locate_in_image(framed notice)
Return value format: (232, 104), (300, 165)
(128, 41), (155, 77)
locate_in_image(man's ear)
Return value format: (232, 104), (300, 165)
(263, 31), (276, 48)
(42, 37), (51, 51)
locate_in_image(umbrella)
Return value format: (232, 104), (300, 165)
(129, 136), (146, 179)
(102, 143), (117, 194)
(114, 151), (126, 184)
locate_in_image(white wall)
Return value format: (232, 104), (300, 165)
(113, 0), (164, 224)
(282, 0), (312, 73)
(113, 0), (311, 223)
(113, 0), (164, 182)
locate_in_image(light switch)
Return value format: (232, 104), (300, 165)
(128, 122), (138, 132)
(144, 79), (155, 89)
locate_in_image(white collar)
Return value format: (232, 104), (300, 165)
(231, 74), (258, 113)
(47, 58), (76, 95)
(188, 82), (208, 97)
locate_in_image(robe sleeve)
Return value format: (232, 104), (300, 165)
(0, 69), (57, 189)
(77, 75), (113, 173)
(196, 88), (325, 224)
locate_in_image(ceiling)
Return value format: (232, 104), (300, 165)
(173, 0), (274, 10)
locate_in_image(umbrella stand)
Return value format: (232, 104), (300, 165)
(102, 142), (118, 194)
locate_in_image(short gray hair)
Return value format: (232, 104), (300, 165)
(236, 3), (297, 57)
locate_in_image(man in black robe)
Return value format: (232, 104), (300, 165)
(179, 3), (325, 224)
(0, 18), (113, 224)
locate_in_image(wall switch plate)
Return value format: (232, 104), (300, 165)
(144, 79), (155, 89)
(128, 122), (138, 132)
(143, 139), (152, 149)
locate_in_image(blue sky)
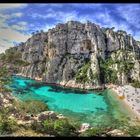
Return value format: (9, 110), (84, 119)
(0, 3), (140, 52)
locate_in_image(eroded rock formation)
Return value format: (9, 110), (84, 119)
(4, 21), (140, 87)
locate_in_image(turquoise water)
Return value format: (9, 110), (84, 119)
(10, 76), (130, 126)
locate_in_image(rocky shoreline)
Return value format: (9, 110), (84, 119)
(111, 85), (140, 120)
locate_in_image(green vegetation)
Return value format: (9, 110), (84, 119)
(99, 58), (118, 84)
(75, 62), (91, 83)
(0, 108), (18, 134)
(131, 80), (140, 88)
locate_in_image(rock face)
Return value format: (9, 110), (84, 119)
(5, 21), (140, 86)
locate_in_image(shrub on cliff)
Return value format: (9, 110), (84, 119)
(0, 108), (18, 134)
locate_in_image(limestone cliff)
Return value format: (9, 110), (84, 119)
(4, 21), (140, 86)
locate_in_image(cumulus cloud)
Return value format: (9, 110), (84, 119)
(0, 3), (27, 10)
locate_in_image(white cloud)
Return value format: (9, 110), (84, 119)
(0, 12), (30, 53)
(0, 3), (27, 10)
(117, 4), (140, 26)
(0, 28), (30, 53)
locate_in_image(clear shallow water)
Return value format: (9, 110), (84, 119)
(10, 76), (128, 126)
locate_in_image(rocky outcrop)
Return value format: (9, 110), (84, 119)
(4, 21), (140, 87)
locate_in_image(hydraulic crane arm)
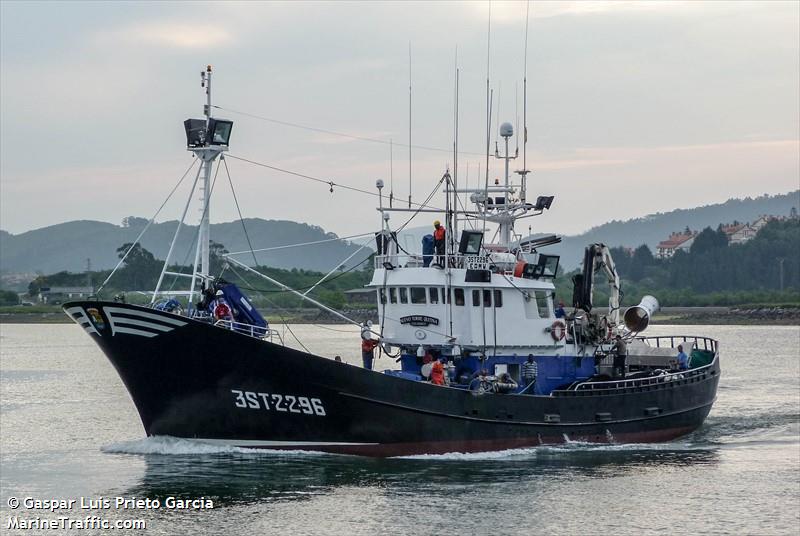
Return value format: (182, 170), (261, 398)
(572, 244), (620, 325)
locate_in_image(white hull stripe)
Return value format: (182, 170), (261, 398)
(103, 307), (187, 338)
(114, 316), (175, 331)
(115, 326), (158, 338)
(67, 307), (100, 335)
(103, 307), (186, 327)
(195, 438), (380, 449)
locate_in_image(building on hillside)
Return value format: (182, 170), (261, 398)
(750, 215), (775, 233)
(39, 287), (94, 305)
(722, 223), (763, 244)
(656, 229), (697, 259)
(344, 288), (375, 305)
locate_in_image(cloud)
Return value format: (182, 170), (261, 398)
(98, 21), (234, 50)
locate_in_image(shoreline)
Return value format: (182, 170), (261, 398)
(0, 307), (800, 326)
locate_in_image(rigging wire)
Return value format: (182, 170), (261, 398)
(212, 105), (482, 156)
(228, 154), (443, 211)
(221, 155), (258, 266)
(95, 159), (199, 295)
(228, 257), (370, 294)
(227, 231), (374, 256)
(229, 265), (311, 354)
(168, 162), (221, 294)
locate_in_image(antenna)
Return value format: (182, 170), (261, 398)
(478, 2), (492, 237)
(520, 0), (531, 203)
(408, 41), (411, 208)
(449, 45), (459, 250)
(514, 82), (519, 155)
(389, 138), (394, 208)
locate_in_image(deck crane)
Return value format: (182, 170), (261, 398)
(572, 244), (621, 343)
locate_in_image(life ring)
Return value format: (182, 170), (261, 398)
(214, 303), (231, 320)
(550, 320), (567, 341)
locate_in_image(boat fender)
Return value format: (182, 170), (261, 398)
(549, 320), (567, 341)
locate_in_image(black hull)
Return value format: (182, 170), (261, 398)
(64, 302), (719, 456)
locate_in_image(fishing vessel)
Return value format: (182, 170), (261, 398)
(63, 66), (720, 457)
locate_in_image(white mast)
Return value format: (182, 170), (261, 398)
(188, 65), (228, 303)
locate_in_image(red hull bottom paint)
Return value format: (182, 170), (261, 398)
(227, 426), (697, 458)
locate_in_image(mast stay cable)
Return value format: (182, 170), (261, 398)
(95, 159), (200, 294)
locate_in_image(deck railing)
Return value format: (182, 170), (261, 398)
(636, 335), (719, 354)
(214, 320), (283, 344)
(375, 255), (490, 270)
(553, 335), (719, 396)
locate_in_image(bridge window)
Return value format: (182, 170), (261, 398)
(428, 287), (439, 303)
(454, 288), (464, 305)
(536, 290), (551, 318)
(411, 287), (427, 303)
(483, 288), (492, 307)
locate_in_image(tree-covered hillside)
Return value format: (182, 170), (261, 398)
(558, 219), (800, 306)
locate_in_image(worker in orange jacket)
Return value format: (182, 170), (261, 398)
(361, 339), (378, 370)
(433, 220), (446, 266)
(431, 359), (445, 385)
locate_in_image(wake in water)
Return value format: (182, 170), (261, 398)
(100, 436), (335, 456)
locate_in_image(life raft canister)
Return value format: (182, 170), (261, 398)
(550, 320), (567, 341)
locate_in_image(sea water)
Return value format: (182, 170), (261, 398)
(0, 324), (800, 535)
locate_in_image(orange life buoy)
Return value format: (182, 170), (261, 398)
(550, 320), (567, 341)
(214, 303), (231, 320)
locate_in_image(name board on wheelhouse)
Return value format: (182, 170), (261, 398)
(400, 315), (439, 326)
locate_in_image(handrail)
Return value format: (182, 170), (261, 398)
(214, 319), (283, 345)
(374, 254), (493, 270)
(634, 335), (719, 354)
(553, 342), (719, 394)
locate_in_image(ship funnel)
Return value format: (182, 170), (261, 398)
(623, 296), (659, 332)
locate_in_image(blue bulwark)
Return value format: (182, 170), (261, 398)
(220, 283), (269, 335)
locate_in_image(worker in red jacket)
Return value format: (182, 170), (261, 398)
(361, 339), (378, 370)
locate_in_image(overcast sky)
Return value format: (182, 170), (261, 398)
(0, 1), (800, 239)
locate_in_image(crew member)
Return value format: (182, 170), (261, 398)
(361, 339), (378, 370)
(211, 290), (233, 320)
(678, 344), (689, 370)
(611, 335), (628, 378)
(433, 220), (445, 267)
(522, 354), (539, 394)
(431, 358), (445, 385)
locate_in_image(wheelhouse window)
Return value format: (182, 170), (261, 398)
====================
| Problem requirements |
Give the data again with every "Return value format" replaced by "Expected output format" and nothing else changed. Leave the pictures out.

| Written solution |
locate_in_image(framed notice)
Expected output format: (232, 104), (300, 165)
(128, 41), (155, 77)
locate_in_image(man's ear)
Expected output format: (232, 104), (300, 165)
(263, 31), (276, 48)
(42, 37), (51, 51)
locate_in_image(umbrella)
Expected output format: (232, 104), (300, 165)
(129, 136), (146, 179)
(102, 143), (117, 194)
(114, 151), (126, 184)
locate_in_image(white wall)
Expected output format: (232, 104), (300, 165)
(113, 0), (164, 224)
(282, 0), (312, 73)
(113, 0), (311, 223)
(113, 0), (164, 182)
locate_in_image(light switch)
Expected output format: (232, 104), (300, 165)
(128, 122), (138, 132)
(144, 79), (155, 89)
locate_in_image(white collar)
Expected output format: (232, 104), (300, 165)
(231, 74), (258, 113)
(47, 58), (76, 95)
(188, 82), (208, 97)
locate_in_image(robe sleeve)
Expected output format: (232, 104), (300, 165)
(0, 69), (57, 189)
(77, 75), (113, 173)
(196, 88), (325, 224)
locate_in_image(ceiling)
Expected output format: (232, 104), (300, 165)
(173, 0), (274, 10)
locate_in_image(umbrella stand)
Expected output format: (232, 104), (300, 165)
(102, 142), (118, 194)
locate_in_image(short gray hair)
Expected output format: (232, 104), (300, 165)
(236, 3), (297, 57)
locate_in_image(man in black robe)
Expected output format: (232, 104), (300, 165)
(179, 3), (325, 224)
(0, 18), (113, 224)
locate_in_image(wall switch plate)
Expected output format: (232, 104), (300, 165)
(144, 79), (155, 89)
(128, 122), (138, 132)
(143, 139), (152, 149)
locate_in_image(blue sky)
Expected output format: (9, 110), (84, 119)
(0, 3), (140, 52)
locate_in_image(eroded rock formation)
Expected output format: (9, 110), (84, 119)
(4, 21), (140, 87)
locate_in_image(turquoise water)
Expected output format: (9, 110), (84, 119)
(10, 76), (130, 126)
locate_in_image(rocky shoreline)
Expected output format: (9, 110), (84, 119)
(111, 85), (140, 120)
locate_in_image(green vegetation)
Expected output format: (9, 110), (84, 119)
(99, 58), (118, 84)
(75, 62), (91, 83)
(0, 108), (18, 134)
(131, 80), (140, 88)
locate_in_image(rock face)
Expected output format: (9, 110), (84, 119)
(5, 21), (140, 86)
locate_in_image(shrub on cliff)
Expected output format: (9, 110), (84, 119)
(0, 108), (18, 134)
locate_in_image(limestone cliff)
Expected output format: (9, 110), (84, 119)
(4, 21), (140, 86)
locate_in_image(cumulus cloud)
Expected output format: (9, 110), (84, 119)
(0, 3), (27, 10)
locate_in_image(white cloud)
Expected output format: (9, 110), (84, 119)
(0, 12), (30, 53)
(0, 3), (27, 10)
(117, 4), (140, 26)
(0, 28), (30, 53)
locate_in_image(clear shallow water)
Expected output format: (9, 110), (84, 119)
(10, 76), (128, 126)
locate_in_image(rocky outcrop)
Expected output format: (9, 110), (84, 119)
(4, 21), (140, 87)
locate_in_image(hydraulic crane arm)
Expected output format: (182, 170), (261, 398)
(572, 244), (620, 325)
locate_in_image(white hull stripe)
Expected output format: (182, 170), (261, 398)
(103, 307), (187, 338)
(114, 316), (175, 331)
(115, 326), (158, 338)
(67, 307), (100, 335)
(103, 307), (186, 327)
(195, 438), (380, 449)
locate_in_image(building on hillside)
Expected output format: (182, 170), (261, 398)
(750, 215), (775, 233)
(39, 287), (94, 305)
(722, 223), (763, 244)
(656, 229), (697, 259)
(344, 288), (375, 305)
locate_in_image(cloud)
Expected output format: (182, 170), (261, 398)
(98, 21), (234, 50)
locate_in_image(shoreline)
Expected output format: (182, 170), (261, 398)
(0, 307), (800, 326)
locate_in_image(rigging wire)
Expected output format: (182, 170), (261, 398)
(212, 105), (482, 156)
(228, 154), (443, 211)
(221, 155), (258, 266)
(95, 159), (199, 295)
(228, 257), (370, 294)
(227, 231), (374, 256)
(229, 265), (311, 354)
(168, 162), (221, 294)
locate_in_image(antenna)
Expected output format: (182, 170), (261, 398)
(478, 2), (492, 237)
(520, 0), (531, 203)
(408, 41), (411, 208)
(449, 45), (459, 250)
(514, 82), (519, 155)
(389, 138), (394, 208)
locate_in_image(deck crane)
Expected output format: (182, 170), (261, 398)
(572, 244), (621, 343)
locate_in_image(life ring)
Expected output format: (182, 170), (261, 398)
(214, 303), (231, 320)
(550, 320), (567, 341)
locate_in_image(boat fender)
Expected output format: (182, 170), (261, 398)
(549, 320), (567, 341)
locate_in_image(black hull)
Expected output format: (182, 170), (261, 398)
(64, 302), (719, 456)
locate_in_image(fishing vessel)
Expected output format: (182, 170), (261, 398)
(63, 66), (720, 457)
locate_in_image(white mast)
Expected output format: (182, 170), (261, 398)
(188, 65), (228, 303)
locate_in_image(red hull bottom paint)
Expected output format: (182, 170), (261, 398)
(227, 426), (697, 458)
locate_in_image(mast stay cable)
Expected output format: (182, 170), (261, 398)
(95, 159), (200, 294)
locate_in_image(deck railing)
Expected output format: (182, 170), (261, 398)
(636, 335), (719, 354)
(214, 320), (283, 344)
(375, 255), (490, 270)
(553, 335), (719, 396)
locate_in_image(bridge window)
Expected output format: (182, 170), (261, 398)
(428, 287), (439, 303)
(454, 288), (464, 305)
(536, 290), (551, 318)
(411, 287), (427, 303)
(483, 288), (492, 307)
locate_in_image(tree-covered hillside)
Expected output format: (182, 170), (261, 398)
(558, 219), (800, 306)
locate_in_image(worker in orange jacket)
Expected output format: (182, 170), (261, 398)
(361, 339), (378, 370)
(433, 220), (446, 266)
(431, 359), (445, 385)
locate_in_image(wake in water)
Expected output format: (182, 170), (261, 398)
(100, 436), (335, 456)
locate_in_image(life raft canister)
Expected output format: (182, 170), (261, 398)
(550, 320), (567, 341)
locate_in_image(sea water)
Expected output format: (182, 170), (261, 398)
(0, 324), (800, 535)
locate_in_image(orange life buoy)
Expected output format: (182, 170), (261, 398)
(550, 320), (567, 341)
(214, 303), (231, 320)
locate_in_image(name board on wheelhouse)
Expected output format: (182, 170), (261, 398)
(400, 315), (439, 326)
locate_in_image(handrail)
Expected output format: (182, 170), (261, 398)
(214, 319), (283, 345)
(374, 254), (493, 270)
(634, 335), (719, 354)
(553, 342), (719, 394)
locate_in_image(ship funnel)
Expected output format: (182, 170), (261, 398)
(623, 296), (659, 332)
locate_in_image(blue bulwark)
Expected output format: (182, 170), (261, 398)
(220, 283), (269, 335)
locate_in_image(worker in red jacket)
Expected output format: (182, 170), (261, 398)
(361, 339), (378, 370)
locate_in_image(overcast sky)
Expected output format: (182, 170), (261, 398)
(0, 1), (800, 239)
locate_in_image(crew member)
Expected output format: (182, 170), (261, 398)
(361, 339), (378, 370)
(211, 290), (233, 320)
(678, 344), (689, 370)
(611, 335), (628, 378)
(433, 220), (445, 267)
(522, 354), (539, 394)
(431, 358), (445, 385)
locate_in_image(wheelhouse window)
Expected output format: (182, 170), (261, 398)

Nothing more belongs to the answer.